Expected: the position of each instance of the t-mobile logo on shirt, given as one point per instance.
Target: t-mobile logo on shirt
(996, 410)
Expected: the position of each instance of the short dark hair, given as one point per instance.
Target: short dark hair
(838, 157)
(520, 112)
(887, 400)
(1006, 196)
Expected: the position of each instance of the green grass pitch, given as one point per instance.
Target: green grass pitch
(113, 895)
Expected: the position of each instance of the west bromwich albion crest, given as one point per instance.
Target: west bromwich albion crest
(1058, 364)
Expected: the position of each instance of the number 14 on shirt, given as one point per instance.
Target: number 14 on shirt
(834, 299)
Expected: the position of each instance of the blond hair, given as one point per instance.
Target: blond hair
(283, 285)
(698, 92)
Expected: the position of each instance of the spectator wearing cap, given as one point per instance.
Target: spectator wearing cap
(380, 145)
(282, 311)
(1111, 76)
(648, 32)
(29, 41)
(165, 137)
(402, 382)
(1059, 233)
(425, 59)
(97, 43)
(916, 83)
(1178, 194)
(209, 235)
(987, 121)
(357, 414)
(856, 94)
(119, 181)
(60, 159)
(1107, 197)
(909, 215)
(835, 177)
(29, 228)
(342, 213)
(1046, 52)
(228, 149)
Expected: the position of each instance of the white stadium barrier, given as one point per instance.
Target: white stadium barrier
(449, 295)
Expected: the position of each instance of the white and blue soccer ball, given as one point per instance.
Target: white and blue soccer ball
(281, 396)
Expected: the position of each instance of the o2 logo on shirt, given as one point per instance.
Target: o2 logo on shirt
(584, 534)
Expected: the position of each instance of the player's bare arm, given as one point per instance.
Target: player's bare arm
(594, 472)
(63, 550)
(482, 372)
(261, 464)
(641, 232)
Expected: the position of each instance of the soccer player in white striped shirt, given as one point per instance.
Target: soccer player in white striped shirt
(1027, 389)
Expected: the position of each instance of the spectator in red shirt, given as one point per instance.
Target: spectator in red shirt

▶ _Exercise prompt_: Express every line of the items above as a Markdown table with two columns, No. and Text, numbering each row and leaving out blank lines.

▶ _Exercise solution_:
| No. | Text |
|---|---|
| 1 | Expected: the position of each instance of the t-mobile logo on shirt, given as one point per instance. |
| 2 | Target: t-mobile logo on shirt |
| 3 | (996, 410) |
| 4 | Expected: the position of each instance of the short dark hair, given as one point per instance. |
| 5 | Target: short dark hair |
| 6 | (838, 157) |
| 7 | (520, 112) |
| 8 | (887, 400) |
| 9 | (1006, 196) |
| 10 | Expected: the position of each instance of the green grass pitch, given as one point per instance. |
| 11 | Target: green grass pitch |
| 12 | (113, 895) |
| 13 | Expected: the position of each instance of the west bromwich albion crest, given as one point per instance. |
| 14 | Target: west bromwich albion crest |
| 15 | (1058, 364) |
| 16 | Expected: the position of each instance of the number 14 on shirt, given as one point per instance. |
| 17 | Target: number 14 on shirt |
| 18 | (834, 299) |
| 19 | Expected: the position of each instance of the blond hair, given as one point per instance. |
| 20 | Target: blond hair |
| 21 | (283, 285) |
| 22 | (698, 92) |
| 23 | Expected: the position of each instance of the spectator wearing cap, given as one point per instance. |
| 24 | Target: spectator wearing cap |
| 25 | (380, 145) |
| 26 | (282, 311) |
| 27 | (1111, 76) |
| 28 | (648, 32) |
| 29 | (29, 41) |
| 30 | (165, 137) |
| 31 | (402, 382) |
| 32 | (1059, 233) |
| 33 | (425, 59) |
| 34 | (97, 43) |
| 35 | (916, 83) |
| 36 | (1178, 194) |
| 37 | (209, 235) |
| 38 | (987, 121) |
| 39 | (357, 414) |
| 40 | (856, 94) |
| 41 | (119, 181) |
| 42 | (60, 159) |
| 43 | (1107, 197) |
| 44 | (909, 215) |
| 45 | (835, 177) |
| 46 | (29, 228) |
| 47 | (342, 213) |
| 48 | (1046, 52) |
| 49 | (228, 149) |
| 50 | Expected: the position of each instance of the white stadium barrier, given as one point per instance. |
| 51 | Target: white stadium barrier |
| 52 | (449, 295) |
| 53 | Expected: the position of each instance of the white and blue soccer ball, given as one point per instance. |
| 54 | Target: white and blue soccer ball |
| 55 | (281, 396) |
| 56 | Expected: the position of each instance of the o2 logo on shirt, given as one point per instance. |
| 57 | Target: o2 logo on shirt |
| 58 | (584, 534) |
| 59 | Expected: the position of each instance of the player's bare arm, given as one point per instance. |
| 60 | Target: player's bare arm |
| 61 | (594, 472) |
| 62 | (63, 550) |
| 63 | (482, 372) |
| 64 | (261, 464) |
| 65 | (641, 232) |
| 66 | Expected: the position of each instance of the soccer player in white striped shirt, given as one point per instance. |
| 67 | Target: soccer player in white striped shirt |
| 68 | (1027, 389) |
| 69 | Expected: the position of each instance of the spectator in red shirt, given as one point per instance. |
| 70 | Target: spectator in red shirt |